[EXCERPT]

Hi everyone, Eliz Mizon here with the Media Reform Coalition blog every Friday.
For even more media news and analysis, the latest media reform campaigns, and intriguing content from around the web, follow me at Chompsky: Power and Pop Culture.
For now, here’s your media news digest.
“The world’s largest video-sharing site, YouTube, is responsible for emitting enough carbon dioxide annually to far surpass the equivalent greenhouse gas output of Glasgow, the Scottish city where world leaders will be gathering from Sunday at the Cop26 climate summit.”
Not only do I need to personally change my way of life, but I need to commit to pressuring the government, and corporations, and other people, to do the same. (No pressure, then…!)
Join your local climate action group. Not in ten years, now.
This Week’s Media News
- Facebook has announced it will shut down its facial recognition system and delete the face scan data of more than one billion users, saying it wants “to find the right balance” with the technology it’s developing. (NYT)

[/EXCERPT]
[GIVEN INFORMATION]

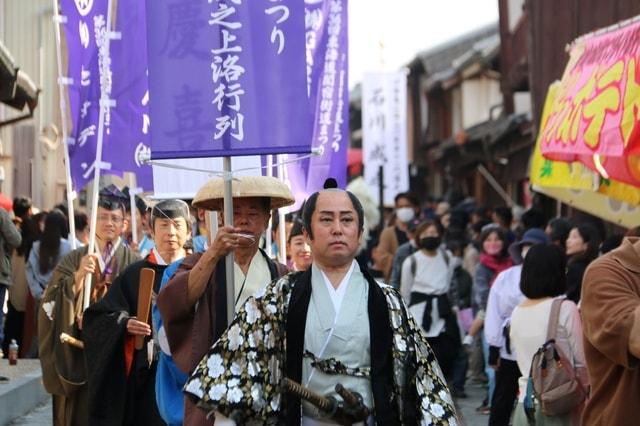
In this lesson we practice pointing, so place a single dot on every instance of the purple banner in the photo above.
(84, 30)
(128, 138)
(327, 54)
(227, 78)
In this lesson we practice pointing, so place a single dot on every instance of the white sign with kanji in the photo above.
(384, 132)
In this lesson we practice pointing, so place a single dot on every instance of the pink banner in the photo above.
(595, 117)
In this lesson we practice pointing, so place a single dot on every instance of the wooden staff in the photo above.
(70, 340)
(147, 277)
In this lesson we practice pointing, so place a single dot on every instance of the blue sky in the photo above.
(406, 27)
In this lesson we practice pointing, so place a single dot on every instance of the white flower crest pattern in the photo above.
(215, 366)
(235, 337)
(195, 387)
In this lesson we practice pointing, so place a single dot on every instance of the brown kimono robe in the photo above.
(64, 372)
(192, 330)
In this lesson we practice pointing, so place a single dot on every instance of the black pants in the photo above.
(505, 393)
(13, 325)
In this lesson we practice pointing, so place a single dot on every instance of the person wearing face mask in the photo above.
(425, 285)
(582, 244)
(504, 296)
(404, 251)
(407, 208)
(298, 248)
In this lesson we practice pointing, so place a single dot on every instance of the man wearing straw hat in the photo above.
(348, 340)
(193, 305)
(64, 372)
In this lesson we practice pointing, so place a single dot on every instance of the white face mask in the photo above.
(405, 214)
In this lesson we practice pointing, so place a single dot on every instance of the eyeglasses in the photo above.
(110, 218)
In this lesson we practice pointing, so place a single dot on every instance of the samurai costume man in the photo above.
(122, 376)
(64, 372)
(193, 304)
(332, 324)
(169, 378)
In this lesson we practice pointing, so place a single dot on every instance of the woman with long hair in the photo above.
(543, 279)
(46, 253)
(583, 245)
(494, 258)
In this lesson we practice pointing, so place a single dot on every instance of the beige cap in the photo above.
(211, 195)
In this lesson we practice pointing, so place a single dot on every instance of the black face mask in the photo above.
(429, 243)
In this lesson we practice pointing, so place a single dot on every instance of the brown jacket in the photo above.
(192, 330)
(610, 295)
(385, 250)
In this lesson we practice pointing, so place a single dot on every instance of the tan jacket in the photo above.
(385, 251)
(610, 294)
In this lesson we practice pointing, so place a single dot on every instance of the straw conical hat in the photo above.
(211, 195)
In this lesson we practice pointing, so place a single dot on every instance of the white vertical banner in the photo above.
(384, 132)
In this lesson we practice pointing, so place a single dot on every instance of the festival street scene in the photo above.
(319, 212)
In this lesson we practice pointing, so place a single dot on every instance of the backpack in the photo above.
(554, 381)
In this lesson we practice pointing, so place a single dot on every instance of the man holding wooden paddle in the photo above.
(120, 351)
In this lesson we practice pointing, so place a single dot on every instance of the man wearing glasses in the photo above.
(119, 369)
(63, 366)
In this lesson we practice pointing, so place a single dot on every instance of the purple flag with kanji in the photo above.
(128, 139)
(327, 63)
(84, 31)
(123, 78)
(227, 78)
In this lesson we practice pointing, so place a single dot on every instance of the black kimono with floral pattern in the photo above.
(240, 376)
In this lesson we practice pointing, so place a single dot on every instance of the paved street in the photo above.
(41, 416)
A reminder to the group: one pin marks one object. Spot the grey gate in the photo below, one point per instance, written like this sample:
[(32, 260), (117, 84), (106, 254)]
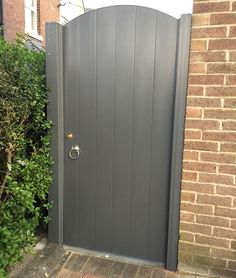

[/GIVEN INFORMATION]

:: WORK TASK ::
From the media news digest, list every party the writer says they need to commit to pressuring. The rows are not needed for any of the tasks.

:: RESULT FOR THIS EXERCISE ::
- the government
- corporations
- other people